### Aim
In the article on Muslim Britain below, when and where was Progressive British Muslims launched?
***** Excerpted passage *****
Muslim Britain: the end of identity politics?

Ehsan Masood
2 July 2006

In early June 2006 the Muslim Council of Britain (MCB) elected a new leader to take over from its founding secretary-general, Iqbal Sacranie. But Bangladesh-born Muhammad Abdul Bari, an educationalist, and former airforce officer with a doctorate in physics, is discovering that the national Muslim stage is becoming a crowded one. News of another nationwide group (though so far comprising mostly writers and journalists) emerged at the same time as Bari's election. Muslims for Secular Democracy is chaired by Independent columnist Yasmin Alibhai-Brown and supported by Ghayasuddin Siddiqui of the Muslim Parliament, among others. It may end up playing a much-needed watchdog role for the MCB.

This is just the tip of a much larger iceberg. Muslim communities in Britain have been experiencing change and innovation in the years since the 9/11 attacks. But the pace of change has accelerated significantly since the 7 July 2005 bombings in London: new organisations, projects and initiatives have emerged virtually every month.

Among the more noteworthy launches was that of a body called Progressive British Muslims in November 2005 at the House of Commons. This group wants to represent all those Muslims who feel themselves to be unrepresented in existing faith-based community organisations.

In the three months after the 7 July 2005 bombs in London, openDemocracy published forty articles examining their political background, context and implications. Among them:

Isabel Hilton, "Letter from wounded London" (7 July 2005)

Mohammed Sajid, "The gap between us: British Muslims and 7/7"
(18 July 2005)

Max Farrar, "Leeds footsoldiers and London bombs" (22 July 2005)

Maruf Khwaja, "Muslims in Britain: generations, experiences, futures"
***** Raw records *****
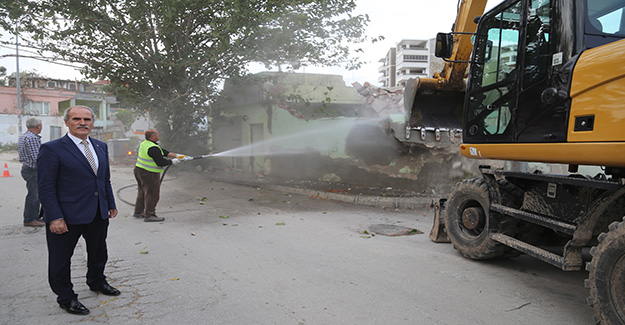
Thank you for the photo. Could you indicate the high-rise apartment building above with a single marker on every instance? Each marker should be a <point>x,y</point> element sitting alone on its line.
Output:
<point>409,59</point>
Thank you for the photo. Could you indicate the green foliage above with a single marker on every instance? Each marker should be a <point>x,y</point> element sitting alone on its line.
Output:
<point>170,57</point>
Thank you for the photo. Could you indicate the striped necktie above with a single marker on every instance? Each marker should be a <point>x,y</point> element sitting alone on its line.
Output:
<point>89,156</point>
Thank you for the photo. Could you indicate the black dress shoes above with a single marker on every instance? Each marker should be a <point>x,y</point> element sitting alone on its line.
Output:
<point>75,307</point>
<point>107,289</point>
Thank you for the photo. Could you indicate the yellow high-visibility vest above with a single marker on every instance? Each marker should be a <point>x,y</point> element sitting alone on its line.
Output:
<point>145,161</point>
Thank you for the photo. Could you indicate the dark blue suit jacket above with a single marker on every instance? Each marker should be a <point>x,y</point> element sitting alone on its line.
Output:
<point>68,188</point>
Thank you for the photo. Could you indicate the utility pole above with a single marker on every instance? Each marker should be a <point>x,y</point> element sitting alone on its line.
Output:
<point>17,80</point>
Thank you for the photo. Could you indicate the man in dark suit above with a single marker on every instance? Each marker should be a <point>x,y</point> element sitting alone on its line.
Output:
<point>75,191</point>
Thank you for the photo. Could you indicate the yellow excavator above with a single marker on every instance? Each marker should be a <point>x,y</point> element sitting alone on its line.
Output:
<point>545,84</point>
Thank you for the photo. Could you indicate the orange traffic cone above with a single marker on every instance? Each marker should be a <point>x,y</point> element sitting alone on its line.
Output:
<point>6,171</point>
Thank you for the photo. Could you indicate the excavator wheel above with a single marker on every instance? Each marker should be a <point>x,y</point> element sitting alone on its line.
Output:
<point>606,278</point>
<point>467,222</point>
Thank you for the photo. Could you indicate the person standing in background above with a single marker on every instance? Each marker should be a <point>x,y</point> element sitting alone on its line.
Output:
<point>28,148</point>
<point>150,165</point>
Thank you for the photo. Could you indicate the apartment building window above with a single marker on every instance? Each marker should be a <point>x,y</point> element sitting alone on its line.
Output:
<point>415,58</point>
<point>36,108</point>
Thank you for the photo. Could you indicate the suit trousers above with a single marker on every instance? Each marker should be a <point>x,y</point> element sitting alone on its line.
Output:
<point>148,193</point>
<point>31,203</point>
<point>61,248</point>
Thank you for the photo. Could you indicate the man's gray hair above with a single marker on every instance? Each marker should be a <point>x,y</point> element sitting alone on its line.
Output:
<point>33,122</point>
<point>66,114</point>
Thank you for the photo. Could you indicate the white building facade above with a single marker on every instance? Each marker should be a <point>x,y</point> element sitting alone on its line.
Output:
<point>412,58</point>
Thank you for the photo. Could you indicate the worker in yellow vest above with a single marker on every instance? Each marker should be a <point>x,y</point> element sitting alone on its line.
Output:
<point>150,165</point>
*****
### Result
It was launched in November 2005 at the House of Commons.